EXERCISE TASKS:
• a. Answer these questions from the blog text:
(i) Which book has the writer been reading during pumping breaks?
(ii) What project did the writer hope to work on after publishing the first post?
(iii) What way not to grow broccoli did the writer and husband learn last year?
• b. Reproduce the rows starting with the first line and going on through the line with "x=366, y=78", requests included. Multiply every answer coordinate by 0.5 and round to whole numbers, with halves rounded up.

SOURCE TEXT:
Learning to be a Linchpin

Although I’ve had little chance or energy to post lately, I’ve been able to do enjoy some personal time, even if it’s not as much as I would like.

During the work day, I need to express breast milk 3 or 4 times a day.  I’m not comfortable doing so hands-free, so I can’t type, nor can I easily write, but I can read, so that’s what I do during those pumping breaks.  This whole week, I’ve been reading Seth Godin‘s Linchpin, which I started on Sunday during the hour-plus-long trip to celebrate Mother’s Day with my in-law, and which I hope to have time to finish this weekend.

Actually, I consider reading the book to be one activity in personal development.  One of my work goals is to focus more on personal development, anyway, so reading the book is both a personal and work-related activity, and it’s definitely fun, not at all a chore.  The book is very insightful, and Mr. Godin is as much a linchpin himself as anyone that I could name.

I plan to write more about my takeaways from the book, but now the baby just woke up, so I need to attend to her before I can share more about the book.  I was hoping to work more on a sewing project after publishing this post, but I guess that project must wait, and I should be satisfied enough that I managed to complete a post for the first time in weeks.  Can I ever be a linchpin when, in my current phase of life, I rarely get the chance to ship my art?


Gardening Time!

Although I’m by no means an expert gardener, and neither is my husband, we have had a garden every year for a number of years now, and we both used to help with the gardens that our mothers had every year when we were growing up, so we’re not complete gardening novices.  Even so, each year my husband and I learn something about gardening as we expand our growing area and the variety of vegetables and herbs that we grow, and we know that there is a lot more to know.

For example, last year we learned a way NOT to grow broccoli–crowding it against the side of our garage–and this year we may have already learned another way.  We haven’t planted any broccoli yet, and now that the weather is warming up–yay to that in general; I much prefer warm weather to cool or cold–it might be too late to plant it and expect a yield before summer, considering that the broccoli plants of our neighbors behind us already have heads(!), but that’s OK; if we don’t get any broccoli again this year, we won’t lament the mistake, because we aren’t relying on it.  It’s a “nice to have” instead of a “must have” for us.

Coordinate labeling data:
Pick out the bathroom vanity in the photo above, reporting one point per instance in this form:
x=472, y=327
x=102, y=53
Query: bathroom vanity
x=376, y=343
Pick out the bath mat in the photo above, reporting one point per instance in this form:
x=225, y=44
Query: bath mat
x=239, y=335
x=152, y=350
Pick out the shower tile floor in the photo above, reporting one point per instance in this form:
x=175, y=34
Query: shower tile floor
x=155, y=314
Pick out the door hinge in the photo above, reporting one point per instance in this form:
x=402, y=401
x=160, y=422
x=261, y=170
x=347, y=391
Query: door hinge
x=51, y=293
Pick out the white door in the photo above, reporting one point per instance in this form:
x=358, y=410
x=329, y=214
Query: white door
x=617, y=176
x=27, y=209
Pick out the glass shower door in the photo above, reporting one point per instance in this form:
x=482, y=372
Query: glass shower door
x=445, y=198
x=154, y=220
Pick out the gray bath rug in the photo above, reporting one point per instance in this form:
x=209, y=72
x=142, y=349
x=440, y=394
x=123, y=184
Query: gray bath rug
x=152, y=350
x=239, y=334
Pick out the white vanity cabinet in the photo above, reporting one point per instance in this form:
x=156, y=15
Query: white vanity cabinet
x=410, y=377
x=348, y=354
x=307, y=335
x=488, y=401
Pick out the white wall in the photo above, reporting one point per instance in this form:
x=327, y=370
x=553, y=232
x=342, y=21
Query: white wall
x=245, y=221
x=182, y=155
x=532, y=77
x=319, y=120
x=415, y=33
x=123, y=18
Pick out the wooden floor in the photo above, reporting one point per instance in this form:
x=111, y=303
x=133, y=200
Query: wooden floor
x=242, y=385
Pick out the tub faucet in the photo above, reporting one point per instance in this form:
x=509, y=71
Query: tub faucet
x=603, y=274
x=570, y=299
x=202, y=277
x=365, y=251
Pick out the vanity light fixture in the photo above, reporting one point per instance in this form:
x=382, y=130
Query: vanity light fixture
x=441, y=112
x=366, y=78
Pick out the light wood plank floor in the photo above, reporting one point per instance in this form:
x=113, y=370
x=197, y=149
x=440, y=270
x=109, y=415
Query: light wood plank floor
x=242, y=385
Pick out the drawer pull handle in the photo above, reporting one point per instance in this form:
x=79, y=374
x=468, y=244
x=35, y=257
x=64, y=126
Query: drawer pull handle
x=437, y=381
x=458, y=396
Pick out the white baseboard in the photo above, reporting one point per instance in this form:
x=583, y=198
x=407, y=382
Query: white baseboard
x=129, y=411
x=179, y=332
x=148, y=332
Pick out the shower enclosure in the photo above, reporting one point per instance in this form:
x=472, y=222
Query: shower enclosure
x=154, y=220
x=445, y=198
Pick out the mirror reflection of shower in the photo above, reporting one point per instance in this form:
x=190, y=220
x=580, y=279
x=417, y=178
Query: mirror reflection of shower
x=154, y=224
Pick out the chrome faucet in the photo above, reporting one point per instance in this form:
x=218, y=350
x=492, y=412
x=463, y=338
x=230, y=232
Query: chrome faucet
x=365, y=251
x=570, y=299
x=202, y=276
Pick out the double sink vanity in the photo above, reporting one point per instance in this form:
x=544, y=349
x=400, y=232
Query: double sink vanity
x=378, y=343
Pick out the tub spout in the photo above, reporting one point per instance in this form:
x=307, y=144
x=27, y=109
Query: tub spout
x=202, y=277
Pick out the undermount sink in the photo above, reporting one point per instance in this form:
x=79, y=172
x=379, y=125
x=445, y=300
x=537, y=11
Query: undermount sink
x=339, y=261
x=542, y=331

SOLUTIONS BY TASK:
• a.
(i) Linchpin by Seth Godin.
(ii) A sewing project.
(iii) Crowding it against the side of their garage.

• b.
Pick out the bathroom vanity in the photo above, reporting one point per instance in this form:
x=472, y=327
x=102, y=53
Query: bathroom vanity
x=188, y=172
Pick out the bath mat in the photo above, reporting one point per instance in this form:
x=225, y=44
Query: bath mat
x=120, y=168
x=76, y=175
Pick out the shower tile floor in the photo above, reporting one point per instance in this form:
x=175, y=34
Query: shower tile floor
x=78, y=157
Pick out the door hinge in the photo above, reporting one point per instance in this form:
x=402, y=401
x=160, y=422
x=261, y=170
x=347, y=391
Query: door hinge
x=26, y=147
Pick out the white door in the photo above, reporting one point per instance in this form:
x=358, y=410
x=329, y=214
Query: white door
x=309, y=88
x=14, y=105
Pick out the glass shower door in the photo above, reporting one point per instance in this form:
x=482, y=372
Query: glass shower door
x=223, y=99
x=77, y=110
Pick out the gray bath rug in the photo above, reporting one point per instance in this form:
x=209, y=72
x=142, y=349
x=440, y=394
x=123, y=184
Query: gray bath rug
x=76, y=175
x=120, y=167
Pick out the white vanity cabinet in the photo above, reporting one point per instance in this form:
x=156, y=15
Query: white vanity cabinet
x=205, y=189
x=174, y=177
x=154, y=168
x=244, y=201
Pick out the white wall in the photo above, reporting one point per instance in this form:
x=327, y=370
x=553, y=232
x=342, y=21
Query: white wall
x=123, y=111
x=91, y=78
x=266, y=39
x=160, y=60
x=208, y=17
x=62, y=9
Pick out the wooden floor in the photo above, reporting one point per instance in this form:
x=111, y=303
x=133, y=200
Query: wooden floor
x=121, y=193
Pick out the tub faucet in the photo above, reporting one point per instance in this form:
x=509, y=71
Query: tub faucet
x=302, y=137
x=285, y=150
x=101, y=139
x=183, y=126
Pick out the vanity light fixture in the photo above, reporting one point per instance in this form:
x=382, y=130
Query: vanity light fixture
x=221, y=56
x=183, y=39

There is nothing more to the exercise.